Information supplied:

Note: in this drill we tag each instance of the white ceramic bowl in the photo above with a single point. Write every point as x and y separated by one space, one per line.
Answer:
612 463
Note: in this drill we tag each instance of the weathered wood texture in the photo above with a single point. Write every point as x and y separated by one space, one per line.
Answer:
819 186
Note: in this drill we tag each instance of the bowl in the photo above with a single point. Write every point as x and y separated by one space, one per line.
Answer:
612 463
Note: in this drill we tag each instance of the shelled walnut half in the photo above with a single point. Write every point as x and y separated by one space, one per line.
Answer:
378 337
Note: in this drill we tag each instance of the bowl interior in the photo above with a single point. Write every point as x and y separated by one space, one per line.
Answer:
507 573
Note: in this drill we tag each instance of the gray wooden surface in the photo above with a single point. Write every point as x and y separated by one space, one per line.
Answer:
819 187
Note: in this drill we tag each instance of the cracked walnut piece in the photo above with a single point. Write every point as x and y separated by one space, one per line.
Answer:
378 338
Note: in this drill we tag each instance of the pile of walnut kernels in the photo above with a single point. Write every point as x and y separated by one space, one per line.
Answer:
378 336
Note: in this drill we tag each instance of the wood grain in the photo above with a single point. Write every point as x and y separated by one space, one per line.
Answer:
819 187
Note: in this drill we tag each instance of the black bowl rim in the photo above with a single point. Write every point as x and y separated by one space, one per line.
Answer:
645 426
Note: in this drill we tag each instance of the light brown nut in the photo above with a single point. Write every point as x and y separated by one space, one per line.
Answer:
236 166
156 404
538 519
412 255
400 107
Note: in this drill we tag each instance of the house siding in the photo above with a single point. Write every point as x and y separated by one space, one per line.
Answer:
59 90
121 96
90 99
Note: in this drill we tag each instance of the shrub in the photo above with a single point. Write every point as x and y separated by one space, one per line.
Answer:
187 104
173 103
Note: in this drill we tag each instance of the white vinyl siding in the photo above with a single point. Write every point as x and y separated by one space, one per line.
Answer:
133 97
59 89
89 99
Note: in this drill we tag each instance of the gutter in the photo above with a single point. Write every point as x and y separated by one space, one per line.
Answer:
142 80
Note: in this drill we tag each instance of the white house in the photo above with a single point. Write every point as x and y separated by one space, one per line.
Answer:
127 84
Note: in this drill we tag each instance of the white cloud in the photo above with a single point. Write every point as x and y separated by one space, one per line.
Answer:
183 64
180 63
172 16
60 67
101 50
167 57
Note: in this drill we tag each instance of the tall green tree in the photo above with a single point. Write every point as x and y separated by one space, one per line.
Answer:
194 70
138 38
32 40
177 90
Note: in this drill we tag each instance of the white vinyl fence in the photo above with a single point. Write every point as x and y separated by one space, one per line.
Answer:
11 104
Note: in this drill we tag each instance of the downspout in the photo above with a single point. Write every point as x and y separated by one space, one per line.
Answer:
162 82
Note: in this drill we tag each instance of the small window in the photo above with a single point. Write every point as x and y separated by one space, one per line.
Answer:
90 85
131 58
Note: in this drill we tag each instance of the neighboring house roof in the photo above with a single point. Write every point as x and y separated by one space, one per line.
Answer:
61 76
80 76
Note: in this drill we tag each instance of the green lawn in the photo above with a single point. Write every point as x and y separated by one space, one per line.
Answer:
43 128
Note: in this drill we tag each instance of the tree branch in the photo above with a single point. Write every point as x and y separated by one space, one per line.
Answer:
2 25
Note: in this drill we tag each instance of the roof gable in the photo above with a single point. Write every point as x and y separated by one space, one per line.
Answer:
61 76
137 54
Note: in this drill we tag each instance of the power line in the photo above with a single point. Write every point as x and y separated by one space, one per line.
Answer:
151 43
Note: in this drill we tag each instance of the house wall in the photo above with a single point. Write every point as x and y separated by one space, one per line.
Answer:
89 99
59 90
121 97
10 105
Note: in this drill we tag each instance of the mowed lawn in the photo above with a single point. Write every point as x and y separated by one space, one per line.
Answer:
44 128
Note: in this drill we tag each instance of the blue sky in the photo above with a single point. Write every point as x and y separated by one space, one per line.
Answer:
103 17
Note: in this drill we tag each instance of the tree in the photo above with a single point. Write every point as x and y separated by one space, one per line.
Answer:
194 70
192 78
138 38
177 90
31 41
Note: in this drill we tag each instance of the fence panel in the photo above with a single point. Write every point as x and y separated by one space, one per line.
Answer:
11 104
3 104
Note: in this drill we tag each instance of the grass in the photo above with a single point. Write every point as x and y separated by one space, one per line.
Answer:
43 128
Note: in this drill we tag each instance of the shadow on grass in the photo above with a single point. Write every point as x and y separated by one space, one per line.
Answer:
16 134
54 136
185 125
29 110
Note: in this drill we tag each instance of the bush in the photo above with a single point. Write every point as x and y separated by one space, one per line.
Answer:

What is being asked:
Return the entries in full, keeping every line exactly as it is.

Finished task:
Note: in this drill we tag each instance of the white ceramic bowl in the photo above with a single point. Write every point as x and y separated by one space, one per line.
Answer:
612 463
Note: in this drill we tag each instance of the weathered wood texture in the photo above with a single point. Write every point as x and y separated by one space, one per line.
Answer:
819 186
Note: in this drill we tag each instance of the bowl in the photo above with a single point. Write every point as x and y separated by one space, one per line.
Answer:
612 463
Note: in this drill we tag each instance of the shelled walnut half in the photo above with a single point. Write every point as x and y separated by one space, one per line.
Answer:
378 337
Note: in this drill we tag each instance of the bowl interior in the photo above with a single point. Write every point as x and y separated by one space, one per line.
Answer:
507 573
Note: in this drill we tag each instance of the gray wooden surface in the photo above with a single point. Write every point as x and y separated by one space, one per line.
Answer:
819 187
Note: in this drill we tag each instance of the cracked walnut piece in the photo above with a single point. Write every point as x and y separated by one space, one per line.
Answer:
378 338
Note: in this drill we tag each instance of the pile of walnut kernels in the photo above with a single point. Write every point as x and y separated by one space, one per line.
Answer:
378 336
Note: in this drill we tag each instance of the wood grain in the photo above with a single point. Write every point as x and y separated by one space, one per line.
Answer:
819 187
Note: in this drill we tag each instance of the black bowl rim in the photo above with a single point. Write every point as x and y separated by one space, one per line.
Answer:
645 426
Note: in this drill we tag each instance of the light brown nut in the photo above with a single point. Write every point as x and y separated by one space, one per line.
Answer:
236 166
156 404
538 519
412 255
400 107
Note: in this drill we tag each instance of the house siding in the photo above with a single point. Write every point as x and y separated by one space, one per line.
Answer:
59 90
121 96
90 99
Note: in this drill we tag each instance of the shrub in the photo above with a single point. Write every point as x and y separated by one space, one per line.
Answer:
187 104
173 103
Note: in this drill we tag each instance of the white vinyl siding in the photo above with a single point. Write every point as x and y separated by one space, one per line.
Answer:
133 97
59 89
89 99
Note: in this drill we tag each instance of the gutter in the photo above with a single point. Write every point as x and y separated by one space, one per line.
Answer:
142 80
Note: in this drill we tag each instance of the white house in the photo above with a single point. Write every point as x and y separated by one space, one per line.
Answer:
127 84
Note: in this drill we tag each instance of the white cloud in the photo above with a single point. Write every point as x and y separated by one space, one per line.
Answer:
183 64
180 63
172 16
60 67
101 50
167 57
Note: in this drill we tag each instance of the tall green tree in the photo above with a single point. Write every point as x and y separated by one space, one per line.
Answer:
194 70
138 38
32 40
177 90
Note: in this drill we tag each instance of the white vinyl fence in the photo above with a single point. Write every point as x and y separated by one space, one per line.
Answer:
11 104
Note: in this drill we tag each instance of the downspout in the photo above with a single point. Write every point as x and y separated by one space, one per line.
Answer:
162 82
Note: in this drill we tag each instance of the small window in the photo above with a single point. Write every point as x and y separated by one space, one per line.
Answer:
90 85
131 58
Note: in this drill we tag each instance of the neighboring house roof in the photo above with a single point. Write every point as x and y separated by one space, one per line.
Answer:
61 76
80 76
Note: in this drill we tag each instance of the green lawn in the photo above with a single point. Write every point as x and y separated by one space, one per line.
Answer:
43 128
Note: in this drill we tag each instance of the tree branch in the photo above with a single point. Write every point as x and y separated by one space, one per line.
Answer:
2 25
Note: in this drill we tag each instance of the roof gable in the photo above with a single point. Write every point as x and y separated by one space, one per line.
Answer:
61 76
137 54
Note: in this drill we tag each instance of the power line in the photo above with a single point. Write every point as x and y separated by one space, one per line.
Answer:
151 43
Note: in this drill we tag each instance of the house wall in the photo above with a single point. Write every point as x and y separated by one space, one per line.
Answer:
89 99
59 90
121 97
10 105
Note: in this drill we tag each instance of the mowed lawn in the photo above with a single point. Write every point as x and y separated by one space, one per line.
Answer:
44 128
Note: in this drill we tag each instance of the blue sky in the photo above with a single point. Write every point as x and y separated by one space, one per line.
Answer:
103 17
Note: in this drill we tag each instance of the tree in the photo above with a single point. Write every point as x and y separated by one space, one per line.
Answer:
194 70
192 78
138 38
177 90
31 41
Note: in this drill we tag each instance of the fence panel in the photo above with a single point. Write every point as x and y separated by one space, one per line.
Answer:
11 104
3 104
Note: in this drill we tag each instance of the grass in the photo above with a single point. Write every point as x and y separated by one space, one per line.
Answer:
43 128
Note: in this drill we tag each instance of the shadow on grass in the photo above with a single point. Write every point as x and y separated by one space, one per line.
Answer:
16 134
54 136
185 125
29 110
Note: in this drill we tag each instance of the bush in the photo above with a single point. Write every point as x and y separated by one space, one per line.
Answer:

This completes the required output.